WORK TO DO: Pull out every line of the entries below that contains the string "marty", copying each one in full.

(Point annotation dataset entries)
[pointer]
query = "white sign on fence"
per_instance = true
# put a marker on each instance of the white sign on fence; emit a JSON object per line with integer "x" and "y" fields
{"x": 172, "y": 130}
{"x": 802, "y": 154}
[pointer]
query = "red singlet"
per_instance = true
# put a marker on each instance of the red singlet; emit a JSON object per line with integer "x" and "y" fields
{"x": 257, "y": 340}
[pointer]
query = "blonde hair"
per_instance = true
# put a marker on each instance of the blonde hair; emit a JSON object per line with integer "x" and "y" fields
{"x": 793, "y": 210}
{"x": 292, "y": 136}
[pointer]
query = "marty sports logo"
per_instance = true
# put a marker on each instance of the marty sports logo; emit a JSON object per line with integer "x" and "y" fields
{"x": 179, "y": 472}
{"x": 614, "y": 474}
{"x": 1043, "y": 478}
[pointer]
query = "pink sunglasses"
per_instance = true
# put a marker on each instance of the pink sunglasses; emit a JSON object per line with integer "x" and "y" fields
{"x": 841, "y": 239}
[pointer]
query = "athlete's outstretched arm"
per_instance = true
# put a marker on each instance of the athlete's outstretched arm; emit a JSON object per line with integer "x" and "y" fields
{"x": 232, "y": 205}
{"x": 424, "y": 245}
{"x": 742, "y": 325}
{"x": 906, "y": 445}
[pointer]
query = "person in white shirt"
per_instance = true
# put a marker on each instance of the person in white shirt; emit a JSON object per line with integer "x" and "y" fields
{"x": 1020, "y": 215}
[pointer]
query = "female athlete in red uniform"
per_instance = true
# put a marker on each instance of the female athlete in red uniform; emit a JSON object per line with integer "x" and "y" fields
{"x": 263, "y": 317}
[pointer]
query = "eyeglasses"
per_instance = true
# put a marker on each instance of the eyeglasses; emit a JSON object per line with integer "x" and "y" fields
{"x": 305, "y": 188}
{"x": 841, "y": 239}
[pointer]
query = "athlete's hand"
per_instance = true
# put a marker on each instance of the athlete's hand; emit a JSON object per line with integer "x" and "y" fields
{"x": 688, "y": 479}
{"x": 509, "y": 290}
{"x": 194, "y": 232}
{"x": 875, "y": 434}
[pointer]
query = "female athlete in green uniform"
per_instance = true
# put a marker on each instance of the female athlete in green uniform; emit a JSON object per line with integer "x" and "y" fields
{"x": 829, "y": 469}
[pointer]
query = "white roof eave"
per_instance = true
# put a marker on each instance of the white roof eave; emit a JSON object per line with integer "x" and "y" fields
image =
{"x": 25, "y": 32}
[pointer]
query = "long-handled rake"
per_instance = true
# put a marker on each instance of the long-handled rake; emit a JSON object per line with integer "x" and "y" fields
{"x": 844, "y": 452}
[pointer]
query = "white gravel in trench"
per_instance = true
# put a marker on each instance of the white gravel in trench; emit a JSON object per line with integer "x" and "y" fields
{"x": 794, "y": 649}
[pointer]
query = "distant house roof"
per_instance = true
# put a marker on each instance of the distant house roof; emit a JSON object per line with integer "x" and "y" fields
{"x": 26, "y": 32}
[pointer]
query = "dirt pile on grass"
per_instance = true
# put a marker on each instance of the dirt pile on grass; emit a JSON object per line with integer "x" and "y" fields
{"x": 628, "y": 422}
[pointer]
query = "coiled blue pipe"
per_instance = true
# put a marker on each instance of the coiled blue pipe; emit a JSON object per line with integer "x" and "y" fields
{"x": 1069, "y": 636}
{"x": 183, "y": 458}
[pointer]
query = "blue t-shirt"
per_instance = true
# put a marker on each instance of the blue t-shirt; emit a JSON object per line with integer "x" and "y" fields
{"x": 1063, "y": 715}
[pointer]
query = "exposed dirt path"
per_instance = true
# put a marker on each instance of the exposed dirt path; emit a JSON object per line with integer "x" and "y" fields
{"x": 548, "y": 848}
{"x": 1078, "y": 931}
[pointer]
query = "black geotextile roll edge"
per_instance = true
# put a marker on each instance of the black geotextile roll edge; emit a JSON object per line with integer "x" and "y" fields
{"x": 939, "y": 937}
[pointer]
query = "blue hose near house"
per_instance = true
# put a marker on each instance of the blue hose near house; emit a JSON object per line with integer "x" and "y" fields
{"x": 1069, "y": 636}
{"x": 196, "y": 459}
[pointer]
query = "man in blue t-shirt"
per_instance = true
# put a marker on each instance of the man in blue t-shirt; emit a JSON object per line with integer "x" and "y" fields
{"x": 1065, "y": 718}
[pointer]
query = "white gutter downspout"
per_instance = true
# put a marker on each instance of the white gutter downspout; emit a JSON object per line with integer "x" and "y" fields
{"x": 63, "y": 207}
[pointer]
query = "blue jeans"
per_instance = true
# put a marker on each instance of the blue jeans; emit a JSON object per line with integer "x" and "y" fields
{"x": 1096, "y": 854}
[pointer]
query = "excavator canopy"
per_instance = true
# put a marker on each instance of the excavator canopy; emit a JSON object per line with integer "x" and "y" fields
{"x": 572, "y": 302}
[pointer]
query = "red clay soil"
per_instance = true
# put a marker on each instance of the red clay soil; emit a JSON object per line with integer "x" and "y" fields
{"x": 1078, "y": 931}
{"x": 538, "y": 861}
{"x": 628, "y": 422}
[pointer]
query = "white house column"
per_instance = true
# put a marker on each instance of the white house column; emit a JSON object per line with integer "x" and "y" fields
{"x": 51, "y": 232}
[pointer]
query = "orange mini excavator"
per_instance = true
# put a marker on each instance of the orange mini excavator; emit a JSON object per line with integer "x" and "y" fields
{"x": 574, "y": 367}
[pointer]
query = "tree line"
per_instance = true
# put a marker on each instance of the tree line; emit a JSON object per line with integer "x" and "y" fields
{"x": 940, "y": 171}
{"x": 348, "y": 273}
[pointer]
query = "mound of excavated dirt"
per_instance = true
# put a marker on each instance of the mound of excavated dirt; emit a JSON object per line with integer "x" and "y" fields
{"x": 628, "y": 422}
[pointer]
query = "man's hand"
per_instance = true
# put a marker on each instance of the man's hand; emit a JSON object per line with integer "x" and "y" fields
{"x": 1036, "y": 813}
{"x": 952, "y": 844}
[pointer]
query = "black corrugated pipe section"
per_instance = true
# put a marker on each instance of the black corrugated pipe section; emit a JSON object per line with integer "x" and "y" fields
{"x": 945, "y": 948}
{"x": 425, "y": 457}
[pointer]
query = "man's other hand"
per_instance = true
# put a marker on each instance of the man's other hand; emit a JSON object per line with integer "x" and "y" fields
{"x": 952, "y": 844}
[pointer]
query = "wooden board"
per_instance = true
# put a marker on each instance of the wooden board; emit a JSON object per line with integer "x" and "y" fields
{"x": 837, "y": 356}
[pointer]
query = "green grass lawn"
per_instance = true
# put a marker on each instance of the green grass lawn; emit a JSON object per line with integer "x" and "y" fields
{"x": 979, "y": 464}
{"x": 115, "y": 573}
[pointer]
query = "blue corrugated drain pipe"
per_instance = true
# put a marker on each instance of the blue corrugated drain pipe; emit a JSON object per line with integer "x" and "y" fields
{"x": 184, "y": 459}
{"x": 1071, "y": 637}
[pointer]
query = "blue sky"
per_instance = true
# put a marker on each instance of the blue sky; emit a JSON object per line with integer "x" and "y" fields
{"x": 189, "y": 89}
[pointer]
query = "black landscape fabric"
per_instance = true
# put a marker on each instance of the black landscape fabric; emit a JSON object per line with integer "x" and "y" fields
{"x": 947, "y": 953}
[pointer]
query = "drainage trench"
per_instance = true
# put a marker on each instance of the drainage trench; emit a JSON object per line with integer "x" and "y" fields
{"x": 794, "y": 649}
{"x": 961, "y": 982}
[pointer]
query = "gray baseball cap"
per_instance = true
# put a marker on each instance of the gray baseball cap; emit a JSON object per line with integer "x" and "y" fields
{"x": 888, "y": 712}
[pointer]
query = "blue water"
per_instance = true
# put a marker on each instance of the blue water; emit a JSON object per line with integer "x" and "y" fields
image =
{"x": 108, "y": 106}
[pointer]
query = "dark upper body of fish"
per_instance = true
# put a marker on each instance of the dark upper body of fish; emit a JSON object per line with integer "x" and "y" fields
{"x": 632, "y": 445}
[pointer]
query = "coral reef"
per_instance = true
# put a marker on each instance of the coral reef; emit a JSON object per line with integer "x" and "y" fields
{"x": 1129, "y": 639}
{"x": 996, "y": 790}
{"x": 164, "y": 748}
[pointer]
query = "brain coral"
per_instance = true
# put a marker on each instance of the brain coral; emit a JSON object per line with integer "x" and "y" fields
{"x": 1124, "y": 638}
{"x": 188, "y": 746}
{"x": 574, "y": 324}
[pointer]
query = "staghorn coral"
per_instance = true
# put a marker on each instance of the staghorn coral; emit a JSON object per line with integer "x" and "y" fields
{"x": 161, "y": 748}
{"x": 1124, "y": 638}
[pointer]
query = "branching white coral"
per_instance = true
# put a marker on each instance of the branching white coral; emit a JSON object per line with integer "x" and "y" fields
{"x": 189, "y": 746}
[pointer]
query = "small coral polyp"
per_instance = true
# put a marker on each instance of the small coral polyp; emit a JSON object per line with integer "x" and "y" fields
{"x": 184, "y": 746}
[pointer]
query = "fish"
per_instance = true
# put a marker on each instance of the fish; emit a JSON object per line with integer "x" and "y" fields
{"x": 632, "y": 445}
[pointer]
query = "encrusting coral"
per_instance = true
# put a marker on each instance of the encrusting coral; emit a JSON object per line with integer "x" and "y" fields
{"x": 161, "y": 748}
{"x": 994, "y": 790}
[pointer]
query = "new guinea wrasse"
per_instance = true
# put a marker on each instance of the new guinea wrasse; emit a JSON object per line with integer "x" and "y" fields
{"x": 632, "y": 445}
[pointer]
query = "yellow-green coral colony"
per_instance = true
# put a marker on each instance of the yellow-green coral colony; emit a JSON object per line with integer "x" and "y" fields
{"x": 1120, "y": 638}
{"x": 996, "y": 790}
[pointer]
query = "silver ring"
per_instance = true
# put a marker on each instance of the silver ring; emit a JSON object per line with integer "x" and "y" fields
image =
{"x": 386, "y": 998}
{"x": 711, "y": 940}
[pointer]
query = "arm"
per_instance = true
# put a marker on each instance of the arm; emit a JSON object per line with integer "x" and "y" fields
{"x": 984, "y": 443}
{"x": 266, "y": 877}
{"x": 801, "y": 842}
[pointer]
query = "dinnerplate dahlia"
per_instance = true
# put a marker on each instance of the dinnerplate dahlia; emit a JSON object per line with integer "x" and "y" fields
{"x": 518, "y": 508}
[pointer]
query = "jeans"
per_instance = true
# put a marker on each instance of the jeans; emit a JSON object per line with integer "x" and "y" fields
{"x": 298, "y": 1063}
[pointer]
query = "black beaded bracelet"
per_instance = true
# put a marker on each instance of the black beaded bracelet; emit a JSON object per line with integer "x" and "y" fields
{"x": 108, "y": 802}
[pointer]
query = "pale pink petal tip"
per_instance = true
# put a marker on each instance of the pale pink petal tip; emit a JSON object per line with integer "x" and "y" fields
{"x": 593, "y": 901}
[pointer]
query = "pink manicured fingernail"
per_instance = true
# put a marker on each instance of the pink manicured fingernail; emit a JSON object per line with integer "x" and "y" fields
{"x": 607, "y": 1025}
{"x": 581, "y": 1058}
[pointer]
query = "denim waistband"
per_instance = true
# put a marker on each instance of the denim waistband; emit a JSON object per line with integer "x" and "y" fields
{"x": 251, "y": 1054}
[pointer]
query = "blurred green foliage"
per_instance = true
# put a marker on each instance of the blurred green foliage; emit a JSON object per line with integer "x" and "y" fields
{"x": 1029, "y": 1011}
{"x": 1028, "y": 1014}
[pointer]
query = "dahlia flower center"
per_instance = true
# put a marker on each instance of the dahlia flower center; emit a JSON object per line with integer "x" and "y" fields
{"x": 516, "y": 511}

CORRECT RESULT:
query = "marty sports logo"
# put a marker on each instance of the marty sports logo; emit a JSON object per line with integer "x" and "y" fields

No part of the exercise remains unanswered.